BEGIN SUPPLIED DATA

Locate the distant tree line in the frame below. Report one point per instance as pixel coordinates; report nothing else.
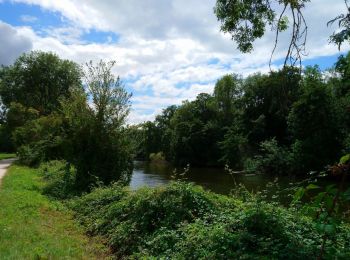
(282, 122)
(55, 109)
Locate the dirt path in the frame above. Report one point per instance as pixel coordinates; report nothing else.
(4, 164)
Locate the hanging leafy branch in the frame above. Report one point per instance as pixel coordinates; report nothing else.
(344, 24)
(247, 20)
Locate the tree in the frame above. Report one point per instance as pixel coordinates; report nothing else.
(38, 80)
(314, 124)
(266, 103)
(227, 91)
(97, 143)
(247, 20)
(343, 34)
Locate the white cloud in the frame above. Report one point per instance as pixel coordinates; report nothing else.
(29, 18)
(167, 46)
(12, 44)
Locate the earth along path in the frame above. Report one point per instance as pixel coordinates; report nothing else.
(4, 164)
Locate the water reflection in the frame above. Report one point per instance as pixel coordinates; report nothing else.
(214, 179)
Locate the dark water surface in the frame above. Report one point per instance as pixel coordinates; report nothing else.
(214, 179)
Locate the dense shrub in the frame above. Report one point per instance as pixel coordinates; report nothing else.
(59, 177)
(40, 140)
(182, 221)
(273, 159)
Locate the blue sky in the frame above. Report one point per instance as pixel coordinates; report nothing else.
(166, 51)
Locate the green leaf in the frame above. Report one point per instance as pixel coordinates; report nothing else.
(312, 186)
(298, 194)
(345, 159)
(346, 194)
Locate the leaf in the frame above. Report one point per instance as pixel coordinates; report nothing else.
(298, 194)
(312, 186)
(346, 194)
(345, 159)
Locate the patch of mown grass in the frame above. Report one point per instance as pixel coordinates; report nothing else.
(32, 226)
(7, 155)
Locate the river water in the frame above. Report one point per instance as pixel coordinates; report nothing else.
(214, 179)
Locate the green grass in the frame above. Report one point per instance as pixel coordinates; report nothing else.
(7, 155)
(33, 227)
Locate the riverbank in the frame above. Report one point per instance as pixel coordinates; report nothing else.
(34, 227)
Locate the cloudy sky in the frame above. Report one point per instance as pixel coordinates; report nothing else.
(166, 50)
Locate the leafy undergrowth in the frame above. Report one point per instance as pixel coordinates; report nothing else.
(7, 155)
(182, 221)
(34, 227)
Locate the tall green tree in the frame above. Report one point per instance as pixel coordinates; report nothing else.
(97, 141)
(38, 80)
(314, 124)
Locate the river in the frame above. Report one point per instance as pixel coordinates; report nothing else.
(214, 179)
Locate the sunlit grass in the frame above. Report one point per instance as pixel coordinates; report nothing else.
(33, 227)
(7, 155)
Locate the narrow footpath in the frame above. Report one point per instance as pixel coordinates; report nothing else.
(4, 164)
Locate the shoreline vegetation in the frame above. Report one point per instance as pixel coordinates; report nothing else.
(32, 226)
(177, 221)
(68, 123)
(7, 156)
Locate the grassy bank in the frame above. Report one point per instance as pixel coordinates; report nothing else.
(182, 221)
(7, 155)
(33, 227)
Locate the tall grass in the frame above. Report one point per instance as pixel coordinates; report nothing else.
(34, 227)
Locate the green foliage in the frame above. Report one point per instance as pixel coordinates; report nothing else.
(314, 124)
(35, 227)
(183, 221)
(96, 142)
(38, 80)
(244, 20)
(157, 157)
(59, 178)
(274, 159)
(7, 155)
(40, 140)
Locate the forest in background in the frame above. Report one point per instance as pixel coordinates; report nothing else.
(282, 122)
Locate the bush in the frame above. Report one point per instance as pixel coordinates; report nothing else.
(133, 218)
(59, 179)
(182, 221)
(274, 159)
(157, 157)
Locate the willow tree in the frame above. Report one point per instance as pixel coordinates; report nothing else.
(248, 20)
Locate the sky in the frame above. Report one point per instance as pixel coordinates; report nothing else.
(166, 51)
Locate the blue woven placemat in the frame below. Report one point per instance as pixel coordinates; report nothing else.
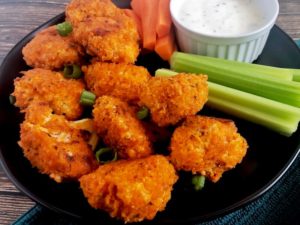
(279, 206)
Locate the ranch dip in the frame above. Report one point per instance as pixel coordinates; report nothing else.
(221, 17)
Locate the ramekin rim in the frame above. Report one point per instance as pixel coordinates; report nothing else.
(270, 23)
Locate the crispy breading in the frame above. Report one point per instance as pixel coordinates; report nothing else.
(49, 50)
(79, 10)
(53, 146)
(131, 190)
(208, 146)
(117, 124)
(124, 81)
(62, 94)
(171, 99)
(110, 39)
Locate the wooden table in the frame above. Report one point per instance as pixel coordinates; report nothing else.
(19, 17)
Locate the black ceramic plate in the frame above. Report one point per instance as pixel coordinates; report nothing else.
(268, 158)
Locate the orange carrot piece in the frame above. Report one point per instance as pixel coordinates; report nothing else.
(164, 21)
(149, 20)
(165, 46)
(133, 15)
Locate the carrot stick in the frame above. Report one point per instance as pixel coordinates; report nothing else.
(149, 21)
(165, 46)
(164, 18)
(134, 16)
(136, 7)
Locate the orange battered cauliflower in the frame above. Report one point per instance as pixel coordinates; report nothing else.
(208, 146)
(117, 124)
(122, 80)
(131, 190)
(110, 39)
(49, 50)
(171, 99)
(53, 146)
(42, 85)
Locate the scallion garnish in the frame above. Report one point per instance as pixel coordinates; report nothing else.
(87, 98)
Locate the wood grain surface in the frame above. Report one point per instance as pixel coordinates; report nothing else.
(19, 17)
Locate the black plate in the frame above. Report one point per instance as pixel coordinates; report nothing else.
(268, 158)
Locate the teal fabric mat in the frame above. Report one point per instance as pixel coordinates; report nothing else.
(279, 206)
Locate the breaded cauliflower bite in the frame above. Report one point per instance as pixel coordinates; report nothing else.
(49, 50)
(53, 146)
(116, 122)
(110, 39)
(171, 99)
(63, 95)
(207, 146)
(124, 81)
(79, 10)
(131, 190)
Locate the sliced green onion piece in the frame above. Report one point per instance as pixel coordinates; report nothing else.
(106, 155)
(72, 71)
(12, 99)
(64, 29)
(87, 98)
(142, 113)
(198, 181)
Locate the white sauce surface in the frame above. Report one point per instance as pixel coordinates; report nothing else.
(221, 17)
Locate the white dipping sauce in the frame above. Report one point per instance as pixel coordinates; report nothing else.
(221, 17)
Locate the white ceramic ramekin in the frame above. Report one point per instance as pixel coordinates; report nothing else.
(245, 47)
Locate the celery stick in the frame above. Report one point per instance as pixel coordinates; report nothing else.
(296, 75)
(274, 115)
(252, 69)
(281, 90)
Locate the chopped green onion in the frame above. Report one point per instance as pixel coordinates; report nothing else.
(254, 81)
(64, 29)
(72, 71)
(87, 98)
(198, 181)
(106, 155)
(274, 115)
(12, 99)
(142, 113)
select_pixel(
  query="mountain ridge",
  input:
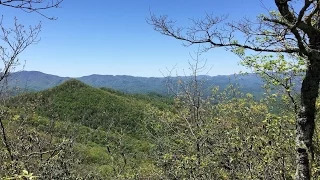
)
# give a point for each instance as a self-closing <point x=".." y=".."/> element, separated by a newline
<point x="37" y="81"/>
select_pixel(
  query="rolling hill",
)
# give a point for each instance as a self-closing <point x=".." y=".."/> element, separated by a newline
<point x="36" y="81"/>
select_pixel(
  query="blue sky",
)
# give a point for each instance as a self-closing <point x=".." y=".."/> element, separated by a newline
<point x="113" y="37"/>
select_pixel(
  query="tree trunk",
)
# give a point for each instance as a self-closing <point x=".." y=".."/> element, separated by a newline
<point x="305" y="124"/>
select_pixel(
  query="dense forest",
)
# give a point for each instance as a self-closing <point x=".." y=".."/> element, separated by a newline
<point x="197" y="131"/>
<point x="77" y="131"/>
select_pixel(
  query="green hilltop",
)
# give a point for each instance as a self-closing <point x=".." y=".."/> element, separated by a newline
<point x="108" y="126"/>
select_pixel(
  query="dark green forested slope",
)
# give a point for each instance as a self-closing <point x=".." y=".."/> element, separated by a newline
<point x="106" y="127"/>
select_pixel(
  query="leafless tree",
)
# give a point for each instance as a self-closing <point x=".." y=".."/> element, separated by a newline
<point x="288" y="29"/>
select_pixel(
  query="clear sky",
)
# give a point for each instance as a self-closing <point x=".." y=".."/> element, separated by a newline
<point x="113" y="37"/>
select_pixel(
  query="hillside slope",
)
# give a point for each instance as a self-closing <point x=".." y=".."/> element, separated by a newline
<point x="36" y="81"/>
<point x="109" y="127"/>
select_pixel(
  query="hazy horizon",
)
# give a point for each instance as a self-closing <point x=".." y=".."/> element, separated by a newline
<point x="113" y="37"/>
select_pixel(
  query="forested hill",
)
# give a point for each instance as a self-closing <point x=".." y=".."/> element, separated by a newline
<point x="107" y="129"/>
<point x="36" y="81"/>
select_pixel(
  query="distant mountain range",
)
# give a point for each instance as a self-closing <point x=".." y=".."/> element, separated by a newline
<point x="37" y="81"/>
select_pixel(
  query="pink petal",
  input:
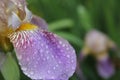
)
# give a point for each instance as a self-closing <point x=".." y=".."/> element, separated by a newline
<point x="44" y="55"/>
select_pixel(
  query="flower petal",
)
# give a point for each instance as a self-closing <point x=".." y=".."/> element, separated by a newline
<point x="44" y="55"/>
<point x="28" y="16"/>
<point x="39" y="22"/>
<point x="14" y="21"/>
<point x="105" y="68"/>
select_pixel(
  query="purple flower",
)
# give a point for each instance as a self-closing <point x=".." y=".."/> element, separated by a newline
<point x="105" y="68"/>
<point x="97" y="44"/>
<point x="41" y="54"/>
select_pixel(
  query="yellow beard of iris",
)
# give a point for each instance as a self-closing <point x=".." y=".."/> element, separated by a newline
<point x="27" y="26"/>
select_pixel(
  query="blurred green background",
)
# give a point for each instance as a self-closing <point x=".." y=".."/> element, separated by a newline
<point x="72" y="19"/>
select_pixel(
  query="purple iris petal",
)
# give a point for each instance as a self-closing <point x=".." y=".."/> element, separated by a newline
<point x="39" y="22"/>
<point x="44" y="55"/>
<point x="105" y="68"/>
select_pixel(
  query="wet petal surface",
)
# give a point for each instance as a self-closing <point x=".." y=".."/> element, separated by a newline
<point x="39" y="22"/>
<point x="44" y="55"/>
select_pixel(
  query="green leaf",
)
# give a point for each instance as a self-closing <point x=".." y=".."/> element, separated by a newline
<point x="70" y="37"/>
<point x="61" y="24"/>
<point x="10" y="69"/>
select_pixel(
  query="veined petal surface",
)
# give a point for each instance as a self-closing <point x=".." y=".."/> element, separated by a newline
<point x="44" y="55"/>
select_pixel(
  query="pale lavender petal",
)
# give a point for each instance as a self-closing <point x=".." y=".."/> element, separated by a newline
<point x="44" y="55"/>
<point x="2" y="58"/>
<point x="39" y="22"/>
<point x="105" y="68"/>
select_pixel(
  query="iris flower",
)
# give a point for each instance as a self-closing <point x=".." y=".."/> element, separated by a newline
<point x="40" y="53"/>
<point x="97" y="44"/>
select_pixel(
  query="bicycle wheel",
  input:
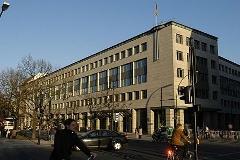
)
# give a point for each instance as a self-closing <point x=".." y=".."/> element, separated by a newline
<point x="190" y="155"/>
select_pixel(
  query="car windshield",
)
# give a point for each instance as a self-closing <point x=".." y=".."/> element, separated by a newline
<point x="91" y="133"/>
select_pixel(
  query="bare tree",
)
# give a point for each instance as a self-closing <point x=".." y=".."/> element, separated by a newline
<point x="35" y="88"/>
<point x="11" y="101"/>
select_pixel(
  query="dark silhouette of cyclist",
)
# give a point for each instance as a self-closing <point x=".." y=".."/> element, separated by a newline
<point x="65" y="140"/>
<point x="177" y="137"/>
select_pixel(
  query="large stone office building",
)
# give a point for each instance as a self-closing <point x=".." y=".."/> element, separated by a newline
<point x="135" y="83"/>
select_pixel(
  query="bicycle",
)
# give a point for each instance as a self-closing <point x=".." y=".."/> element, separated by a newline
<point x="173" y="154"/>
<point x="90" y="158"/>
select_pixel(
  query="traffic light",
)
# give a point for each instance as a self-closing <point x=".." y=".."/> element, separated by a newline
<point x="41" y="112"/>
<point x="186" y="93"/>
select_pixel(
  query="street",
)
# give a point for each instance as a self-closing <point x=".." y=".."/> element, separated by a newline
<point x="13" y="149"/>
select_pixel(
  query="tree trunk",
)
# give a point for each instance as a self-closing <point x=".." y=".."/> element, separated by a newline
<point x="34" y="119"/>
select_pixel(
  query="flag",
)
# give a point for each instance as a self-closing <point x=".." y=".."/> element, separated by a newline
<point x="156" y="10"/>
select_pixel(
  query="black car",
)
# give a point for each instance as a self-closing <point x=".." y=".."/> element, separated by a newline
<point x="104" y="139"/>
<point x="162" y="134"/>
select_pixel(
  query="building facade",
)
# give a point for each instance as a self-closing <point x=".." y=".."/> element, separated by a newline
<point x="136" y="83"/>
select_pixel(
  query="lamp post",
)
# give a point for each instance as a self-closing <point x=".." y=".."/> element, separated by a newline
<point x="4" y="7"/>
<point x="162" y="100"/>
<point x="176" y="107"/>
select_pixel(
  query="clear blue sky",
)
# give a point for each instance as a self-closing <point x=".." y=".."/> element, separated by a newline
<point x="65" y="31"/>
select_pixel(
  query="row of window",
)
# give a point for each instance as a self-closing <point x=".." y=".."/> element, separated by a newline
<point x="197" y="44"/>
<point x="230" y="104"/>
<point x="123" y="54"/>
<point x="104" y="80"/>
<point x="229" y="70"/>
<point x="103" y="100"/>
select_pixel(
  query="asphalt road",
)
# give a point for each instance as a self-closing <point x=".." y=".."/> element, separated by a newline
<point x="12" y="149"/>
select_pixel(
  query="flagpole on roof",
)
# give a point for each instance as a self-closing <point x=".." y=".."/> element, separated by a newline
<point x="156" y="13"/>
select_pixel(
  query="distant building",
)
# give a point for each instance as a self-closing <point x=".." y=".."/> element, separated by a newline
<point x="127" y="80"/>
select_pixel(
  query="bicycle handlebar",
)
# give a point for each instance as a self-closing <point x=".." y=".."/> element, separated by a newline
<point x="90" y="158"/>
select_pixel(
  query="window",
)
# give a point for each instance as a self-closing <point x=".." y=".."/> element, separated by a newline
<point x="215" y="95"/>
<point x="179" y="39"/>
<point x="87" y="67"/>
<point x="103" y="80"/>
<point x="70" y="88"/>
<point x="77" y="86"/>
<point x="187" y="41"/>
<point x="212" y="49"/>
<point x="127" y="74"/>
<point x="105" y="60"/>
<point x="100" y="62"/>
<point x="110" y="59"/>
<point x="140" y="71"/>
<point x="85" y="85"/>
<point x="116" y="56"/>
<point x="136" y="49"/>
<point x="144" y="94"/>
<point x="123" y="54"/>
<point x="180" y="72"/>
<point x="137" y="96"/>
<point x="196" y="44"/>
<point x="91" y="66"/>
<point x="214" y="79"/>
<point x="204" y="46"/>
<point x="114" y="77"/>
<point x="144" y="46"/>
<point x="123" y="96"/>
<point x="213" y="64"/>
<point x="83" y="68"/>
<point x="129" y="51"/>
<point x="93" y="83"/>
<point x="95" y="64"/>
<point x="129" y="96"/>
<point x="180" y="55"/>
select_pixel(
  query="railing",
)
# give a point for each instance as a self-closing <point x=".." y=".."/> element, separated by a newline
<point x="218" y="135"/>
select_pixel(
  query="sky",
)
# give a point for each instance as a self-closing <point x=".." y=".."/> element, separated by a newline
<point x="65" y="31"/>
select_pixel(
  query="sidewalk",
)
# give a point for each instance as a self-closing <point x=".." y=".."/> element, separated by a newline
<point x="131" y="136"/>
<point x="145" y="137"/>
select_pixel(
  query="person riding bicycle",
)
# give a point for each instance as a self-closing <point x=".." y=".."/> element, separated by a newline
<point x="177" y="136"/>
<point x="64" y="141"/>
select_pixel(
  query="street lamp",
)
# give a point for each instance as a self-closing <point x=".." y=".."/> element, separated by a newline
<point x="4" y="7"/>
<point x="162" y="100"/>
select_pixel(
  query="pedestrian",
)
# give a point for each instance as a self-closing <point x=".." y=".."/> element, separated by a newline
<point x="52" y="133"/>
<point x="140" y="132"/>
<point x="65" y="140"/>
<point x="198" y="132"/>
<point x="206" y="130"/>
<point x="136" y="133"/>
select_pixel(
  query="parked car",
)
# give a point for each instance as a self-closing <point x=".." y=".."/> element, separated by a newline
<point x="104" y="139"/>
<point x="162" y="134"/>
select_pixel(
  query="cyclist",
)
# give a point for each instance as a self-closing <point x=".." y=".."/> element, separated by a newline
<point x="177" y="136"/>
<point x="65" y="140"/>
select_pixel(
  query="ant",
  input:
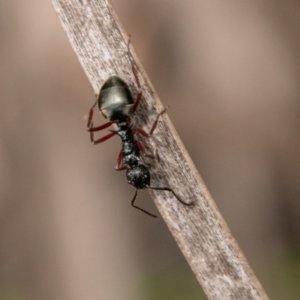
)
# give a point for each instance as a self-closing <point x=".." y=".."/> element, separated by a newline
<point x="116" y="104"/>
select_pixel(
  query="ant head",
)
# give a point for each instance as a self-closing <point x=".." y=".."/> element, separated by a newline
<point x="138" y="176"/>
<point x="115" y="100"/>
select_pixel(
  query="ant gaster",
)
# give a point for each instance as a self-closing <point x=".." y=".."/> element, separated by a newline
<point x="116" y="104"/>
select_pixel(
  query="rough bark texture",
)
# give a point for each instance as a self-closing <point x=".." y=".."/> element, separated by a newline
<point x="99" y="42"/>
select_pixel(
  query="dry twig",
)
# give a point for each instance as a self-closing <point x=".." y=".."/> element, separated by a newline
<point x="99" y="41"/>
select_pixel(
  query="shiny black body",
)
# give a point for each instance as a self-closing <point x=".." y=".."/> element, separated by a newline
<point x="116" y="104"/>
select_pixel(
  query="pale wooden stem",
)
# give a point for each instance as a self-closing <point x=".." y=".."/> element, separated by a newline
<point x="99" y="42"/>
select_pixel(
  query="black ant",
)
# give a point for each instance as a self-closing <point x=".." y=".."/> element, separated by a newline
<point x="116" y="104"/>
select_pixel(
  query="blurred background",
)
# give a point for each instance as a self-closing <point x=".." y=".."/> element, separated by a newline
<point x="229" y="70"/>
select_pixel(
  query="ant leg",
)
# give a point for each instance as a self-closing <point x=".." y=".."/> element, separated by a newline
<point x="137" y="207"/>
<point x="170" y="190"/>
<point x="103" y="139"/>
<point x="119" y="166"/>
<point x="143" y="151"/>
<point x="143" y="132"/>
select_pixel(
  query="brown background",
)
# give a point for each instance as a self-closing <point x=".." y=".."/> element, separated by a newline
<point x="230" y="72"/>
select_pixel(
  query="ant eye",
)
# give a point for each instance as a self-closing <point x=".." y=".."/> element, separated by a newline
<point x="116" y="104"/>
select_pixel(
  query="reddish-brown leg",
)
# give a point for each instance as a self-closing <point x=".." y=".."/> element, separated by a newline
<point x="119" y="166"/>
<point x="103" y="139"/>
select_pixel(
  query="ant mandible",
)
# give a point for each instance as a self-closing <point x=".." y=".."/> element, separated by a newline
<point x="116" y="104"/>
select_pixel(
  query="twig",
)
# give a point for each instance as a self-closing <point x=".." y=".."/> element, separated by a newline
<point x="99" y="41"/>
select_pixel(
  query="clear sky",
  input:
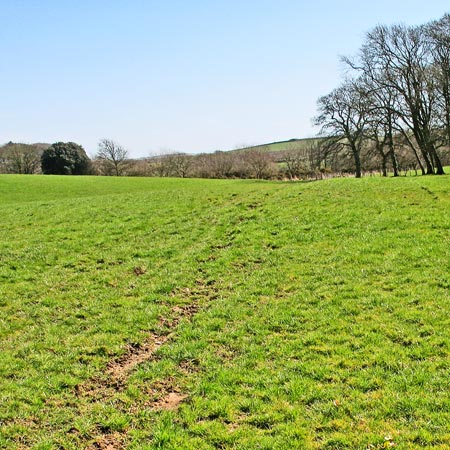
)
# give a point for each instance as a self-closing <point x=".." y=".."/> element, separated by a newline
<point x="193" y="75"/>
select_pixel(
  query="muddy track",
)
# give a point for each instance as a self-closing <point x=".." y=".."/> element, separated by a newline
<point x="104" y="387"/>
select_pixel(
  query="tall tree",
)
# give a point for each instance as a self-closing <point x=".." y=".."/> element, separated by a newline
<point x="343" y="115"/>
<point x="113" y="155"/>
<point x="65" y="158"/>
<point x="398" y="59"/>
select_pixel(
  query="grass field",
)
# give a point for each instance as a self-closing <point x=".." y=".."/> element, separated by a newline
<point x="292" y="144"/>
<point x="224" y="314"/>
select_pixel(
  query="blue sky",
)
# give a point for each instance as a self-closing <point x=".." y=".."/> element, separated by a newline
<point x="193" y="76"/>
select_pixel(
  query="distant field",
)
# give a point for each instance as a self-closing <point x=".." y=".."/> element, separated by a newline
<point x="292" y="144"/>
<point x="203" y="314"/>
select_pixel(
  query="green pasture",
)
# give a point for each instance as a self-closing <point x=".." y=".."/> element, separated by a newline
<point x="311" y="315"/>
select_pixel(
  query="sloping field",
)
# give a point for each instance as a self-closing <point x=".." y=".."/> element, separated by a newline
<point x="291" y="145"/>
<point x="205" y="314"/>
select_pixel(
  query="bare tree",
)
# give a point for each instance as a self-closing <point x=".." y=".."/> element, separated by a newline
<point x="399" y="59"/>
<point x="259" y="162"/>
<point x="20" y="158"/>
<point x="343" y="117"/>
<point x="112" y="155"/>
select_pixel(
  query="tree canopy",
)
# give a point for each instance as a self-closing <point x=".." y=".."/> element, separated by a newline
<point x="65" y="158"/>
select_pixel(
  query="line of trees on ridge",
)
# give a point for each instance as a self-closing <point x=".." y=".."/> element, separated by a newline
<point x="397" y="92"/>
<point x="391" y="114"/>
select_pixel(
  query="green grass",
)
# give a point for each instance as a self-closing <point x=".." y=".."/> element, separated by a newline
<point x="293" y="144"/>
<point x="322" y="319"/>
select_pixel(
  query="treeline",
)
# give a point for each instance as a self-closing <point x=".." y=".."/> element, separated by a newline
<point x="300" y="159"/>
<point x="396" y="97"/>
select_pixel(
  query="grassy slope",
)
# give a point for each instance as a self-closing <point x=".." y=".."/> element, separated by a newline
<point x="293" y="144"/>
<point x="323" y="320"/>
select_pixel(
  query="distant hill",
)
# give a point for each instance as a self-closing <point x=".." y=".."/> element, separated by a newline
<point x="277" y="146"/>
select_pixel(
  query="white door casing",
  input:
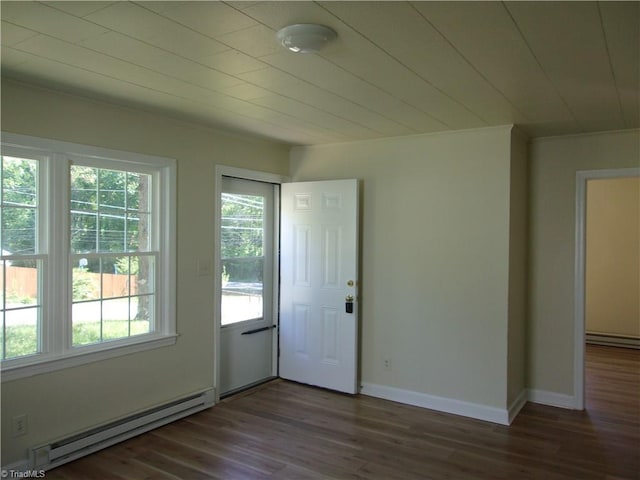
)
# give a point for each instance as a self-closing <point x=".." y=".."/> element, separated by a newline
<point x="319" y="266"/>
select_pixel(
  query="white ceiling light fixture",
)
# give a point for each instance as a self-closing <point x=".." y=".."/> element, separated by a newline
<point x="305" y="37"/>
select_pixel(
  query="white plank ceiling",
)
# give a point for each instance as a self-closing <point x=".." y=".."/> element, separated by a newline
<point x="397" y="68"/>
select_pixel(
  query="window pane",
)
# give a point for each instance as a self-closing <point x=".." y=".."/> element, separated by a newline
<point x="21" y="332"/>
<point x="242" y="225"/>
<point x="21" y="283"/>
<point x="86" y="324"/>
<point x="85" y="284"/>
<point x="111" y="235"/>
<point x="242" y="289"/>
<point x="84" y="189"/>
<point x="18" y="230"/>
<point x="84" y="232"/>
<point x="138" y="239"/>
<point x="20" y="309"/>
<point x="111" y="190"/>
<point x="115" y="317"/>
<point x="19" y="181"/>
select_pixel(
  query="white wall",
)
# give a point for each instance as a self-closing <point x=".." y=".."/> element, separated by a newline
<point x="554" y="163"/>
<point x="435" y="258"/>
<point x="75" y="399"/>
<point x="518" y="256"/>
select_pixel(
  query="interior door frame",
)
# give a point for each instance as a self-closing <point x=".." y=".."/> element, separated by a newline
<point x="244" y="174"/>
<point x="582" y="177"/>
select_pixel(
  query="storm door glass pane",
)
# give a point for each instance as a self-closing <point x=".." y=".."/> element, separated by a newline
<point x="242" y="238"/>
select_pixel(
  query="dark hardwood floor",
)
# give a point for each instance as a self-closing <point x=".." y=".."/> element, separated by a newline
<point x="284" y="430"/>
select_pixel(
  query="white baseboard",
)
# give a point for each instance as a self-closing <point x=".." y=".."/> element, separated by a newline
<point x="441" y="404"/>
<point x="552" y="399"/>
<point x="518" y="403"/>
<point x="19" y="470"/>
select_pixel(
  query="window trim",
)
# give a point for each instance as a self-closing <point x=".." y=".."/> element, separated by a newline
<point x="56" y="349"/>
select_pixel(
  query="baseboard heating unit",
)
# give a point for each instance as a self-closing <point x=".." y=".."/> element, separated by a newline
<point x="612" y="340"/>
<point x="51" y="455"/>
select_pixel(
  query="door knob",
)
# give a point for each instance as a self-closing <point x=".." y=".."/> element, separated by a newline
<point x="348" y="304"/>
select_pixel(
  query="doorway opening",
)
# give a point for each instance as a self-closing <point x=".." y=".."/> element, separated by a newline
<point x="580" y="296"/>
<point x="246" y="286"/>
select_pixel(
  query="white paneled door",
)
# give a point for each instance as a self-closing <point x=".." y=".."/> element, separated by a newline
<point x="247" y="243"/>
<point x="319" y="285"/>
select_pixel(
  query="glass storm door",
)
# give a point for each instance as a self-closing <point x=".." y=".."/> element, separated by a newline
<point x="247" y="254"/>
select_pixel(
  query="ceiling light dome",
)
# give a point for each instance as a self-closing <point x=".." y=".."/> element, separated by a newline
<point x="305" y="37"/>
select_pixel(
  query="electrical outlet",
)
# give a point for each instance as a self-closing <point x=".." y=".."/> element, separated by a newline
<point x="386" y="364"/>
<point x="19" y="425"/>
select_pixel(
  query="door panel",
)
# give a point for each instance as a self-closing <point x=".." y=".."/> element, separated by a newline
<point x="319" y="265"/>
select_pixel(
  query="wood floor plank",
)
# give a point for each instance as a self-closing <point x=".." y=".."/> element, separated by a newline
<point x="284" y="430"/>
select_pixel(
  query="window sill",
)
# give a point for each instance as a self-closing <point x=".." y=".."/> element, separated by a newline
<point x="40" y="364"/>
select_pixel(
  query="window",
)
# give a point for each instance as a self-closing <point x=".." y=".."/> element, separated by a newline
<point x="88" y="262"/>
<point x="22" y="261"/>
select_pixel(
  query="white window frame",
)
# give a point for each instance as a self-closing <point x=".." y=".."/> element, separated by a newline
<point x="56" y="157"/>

END SUPPLIED DATA

EXERCISE: Pick out every line of the material above that contains the string "ceiling", and copy each one in full.

ANSWER TO THE EXERCISE:
  query="white ceiling light fixture",
  query="white plank ceiling",
  query="ceiling light dome",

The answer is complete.